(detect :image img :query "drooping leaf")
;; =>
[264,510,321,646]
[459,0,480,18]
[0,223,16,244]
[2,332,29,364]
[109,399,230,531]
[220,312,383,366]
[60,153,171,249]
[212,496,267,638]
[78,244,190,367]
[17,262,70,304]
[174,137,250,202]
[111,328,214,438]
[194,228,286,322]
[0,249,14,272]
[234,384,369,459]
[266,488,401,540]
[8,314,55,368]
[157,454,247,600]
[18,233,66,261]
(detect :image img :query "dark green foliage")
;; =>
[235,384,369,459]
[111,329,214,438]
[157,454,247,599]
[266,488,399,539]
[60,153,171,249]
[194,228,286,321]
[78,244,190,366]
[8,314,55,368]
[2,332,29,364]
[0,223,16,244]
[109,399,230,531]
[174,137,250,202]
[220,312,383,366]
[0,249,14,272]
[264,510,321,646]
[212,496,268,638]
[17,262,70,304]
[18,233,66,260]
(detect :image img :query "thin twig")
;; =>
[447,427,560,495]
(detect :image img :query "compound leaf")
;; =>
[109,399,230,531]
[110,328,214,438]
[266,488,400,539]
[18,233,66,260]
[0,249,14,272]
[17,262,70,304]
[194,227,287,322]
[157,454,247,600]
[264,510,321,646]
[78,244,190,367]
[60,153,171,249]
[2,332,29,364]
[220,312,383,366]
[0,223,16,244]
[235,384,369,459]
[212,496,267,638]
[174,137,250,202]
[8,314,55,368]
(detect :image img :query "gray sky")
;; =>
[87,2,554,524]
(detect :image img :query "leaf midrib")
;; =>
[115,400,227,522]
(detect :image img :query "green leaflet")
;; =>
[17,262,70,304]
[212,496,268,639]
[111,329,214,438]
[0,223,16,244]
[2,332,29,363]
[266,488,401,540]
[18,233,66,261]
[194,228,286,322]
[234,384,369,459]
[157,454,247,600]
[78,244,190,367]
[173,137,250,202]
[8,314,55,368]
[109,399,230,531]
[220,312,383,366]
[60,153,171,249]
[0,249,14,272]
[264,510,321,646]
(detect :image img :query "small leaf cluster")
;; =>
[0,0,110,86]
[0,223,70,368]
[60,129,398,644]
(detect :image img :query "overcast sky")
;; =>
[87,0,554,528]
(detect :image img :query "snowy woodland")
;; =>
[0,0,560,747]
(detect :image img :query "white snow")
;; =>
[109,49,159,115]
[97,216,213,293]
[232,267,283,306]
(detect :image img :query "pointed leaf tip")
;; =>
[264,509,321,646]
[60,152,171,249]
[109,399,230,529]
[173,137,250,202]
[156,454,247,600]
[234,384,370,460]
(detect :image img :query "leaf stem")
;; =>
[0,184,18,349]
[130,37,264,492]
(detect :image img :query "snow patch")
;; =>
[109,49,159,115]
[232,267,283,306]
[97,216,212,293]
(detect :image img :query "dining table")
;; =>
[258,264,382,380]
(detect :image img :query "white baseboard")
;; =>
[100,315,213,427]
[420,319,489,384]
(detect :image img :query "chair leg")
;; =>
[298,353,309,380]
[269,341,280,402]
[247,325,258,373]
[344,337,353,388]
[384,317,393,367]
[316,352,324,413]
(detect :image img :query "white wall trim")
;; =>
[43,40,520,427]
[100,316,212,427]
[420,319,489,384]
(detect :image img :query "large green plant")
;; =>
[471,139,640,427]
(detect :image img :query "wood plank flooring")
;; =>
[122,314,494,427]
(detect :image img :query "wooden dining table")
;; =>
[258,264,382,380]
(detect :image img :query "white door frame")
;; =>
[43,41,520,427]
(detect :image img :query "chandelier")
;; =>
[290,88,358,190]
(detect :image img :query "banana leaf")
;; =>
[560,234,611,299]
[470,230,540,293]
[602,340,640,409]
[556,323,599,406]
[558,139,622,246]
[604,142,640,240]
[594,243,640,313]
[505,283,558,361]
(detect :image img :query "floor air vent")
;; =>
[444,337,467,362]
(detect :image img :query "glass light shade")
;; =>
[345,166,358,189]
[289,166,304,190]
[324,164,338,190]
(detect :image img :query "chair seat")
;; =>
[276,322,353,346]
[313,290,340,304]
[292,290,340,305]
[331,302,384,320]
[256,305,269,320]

▬▬▬

Transcribe all the entries, keeping each one exactly as it is.

(detect :image img :query "drooping leaf")
;; =>
[264,510,321,646]
[459,0,480,18]
[0,223,16,244]
[2,332,29,364]
[109,399,230,531]
[220,312,383,366]
[60,153,171,249]
[212,496,267,638]
[78,244,190,367]
[17,262,70,304]
[174,137,250,202]
[111,328,214,438]
[194,228,286,322]
[0,249,14,272]
[234,384,369,459]
[266,488,401,540]
[8,314,55,368]
[157,454,247,600]
[18,233,66,261]
(detect :image img :query "dark green foliage")
;; =>
[235,384,369,459]
[111,329,214,438]
[157,454,247,599]
[266,488,399,539]
[60,153,171,249]
[194,228,286,321]
[78,244,190,366]
[8,314,55,368]
[2,332,29,364]
[0,223,16,244]
[109,399,230,531]
[174,137,250,202]
[220,312,383,366]
[0,249,14,272]
[264,510,321,646]
[212,496,268,638]
[17,262,70,304]
[18,233,66,260]
(detect :image img :query "thin twig")
;; =>
[447,427,560,495]
(detect :image img :query "compound leaf")
;; =>
[109,399,230,531]
[110,328,214,438]
[266,488,400,539]
[18,233,66,260]
[0,249,14,272]
[17,262,70,304]
[194,227,287,322]
[157,454,247,600]
[264,510,321,646]
[78,244,190,367]
[60,153,171,249]
[2,332,29,364]
[220,312,383,366]
[0,223,16,244]
[235,384,369,459]
[212,496,267,638]
[174,137,250,202]
[8,314,55,368]
(detect :image img :query "gray sky")
;; =>
[87,2,554,524]
(detect :image img :query "leaf midrib")
;; =>
[115,400,227,522]
(detect :image img :query "green leaflet")
;; =>
[17,262,70,304]
[212,496,268,639]
[111,329,214,438]
[0,223,16,244]
[2,332,29,363]
[266,488,401,540]
[18,233,66,261]
[194,228,286,322]
[234,384,369,459]
[157,454,247,600]
[78,244,190,367]
[173,137,250,202]
[8,314,55,368]
[109,399,230,531]
[220,312,383,366]
[60,153,171,249]
[0,249,14,272]
[264,510,321,646]
(detect :image img :query "small leaf cluster")
;; =>
[0,0,110,86]
[0,223,70,368]
[60,129,398,644]
(detect :image img :query "overcast sky")
;; =>
[87,0,554,528]
(detect :image img :query "snowy woodland")
;; =>
[0,0,560,747]
(detect :image img :query "white snow")
;; =>
[109,49,159,115]
[97,216,213,293]
[232,267,283,306]
(detect :image img :query "pointed leaf tip")
;; =>
[264,509,321,646]
[60,152,171,249]
[109,399,230,529]
[173,137,250,202]
[156,454,247,600]
[234,384,370,460]
(detect :image img :query "leaf stem")
;; =>
[0,184,18,349]
[130,37,264,492]
(detect :image img :query "snow patch")
;; =>
[109,49,159,115]
[232,267,283,306]
[97,216,212,293]
(detect :image img :query "dining table")
;; =>
[258,264,382,380]
(detect :image img :query "white baseboard")
;; =>
[100,315,213,427]
[420,319,489,384]
(detect :image img :query "chair leg")
;; =>
[298,353,309,380]
[269,341,280,402]
[247,325,258,373]
[344,337,353,388]
[384,317,393,367]
[316,352,324,413]
(detect :image img :query "white wall trim")
;; =>
[43,40,520,427]
[100,316,212,427]
[420,319,489,384]
(detect :image img :query "large green plant")
;; =>
[471,139,640,427]
(detect :image img :query "wood plank flooring")
;; =>
[122,314,494,427]
(detect :image img :query "wooden dining table")
;; =>
[258,264,382,380]
(detect :image img :query "white door frame")
;; =>
[43,41,520,427]
(detect :image img :query "chandelier")
;; =>
[290,88,358,190]
(detect :image img :query "banana leaf")
;; =>
[560,234,611,299]
[470,230,540,293]
[602,340,640,409]
[556,323,599,406]
[558,139,622,246]
[604,142,640,240]
[594,243,640,313]
[505,283,558,361]
(detect :image img :query "floor air vent")
;; =>
[444,337,467,362]
(detect :image img :query "glass light shade")
;; =>
[345,166,358,189]
[289,166,304,190]
[324,164,338,190]
(detect :image img :query "chair seat")
;; =>
[276,322,353,346]
[313,290,340,304]
[292,290,340,305]
[331,302,384,320]
[256,305,269,320]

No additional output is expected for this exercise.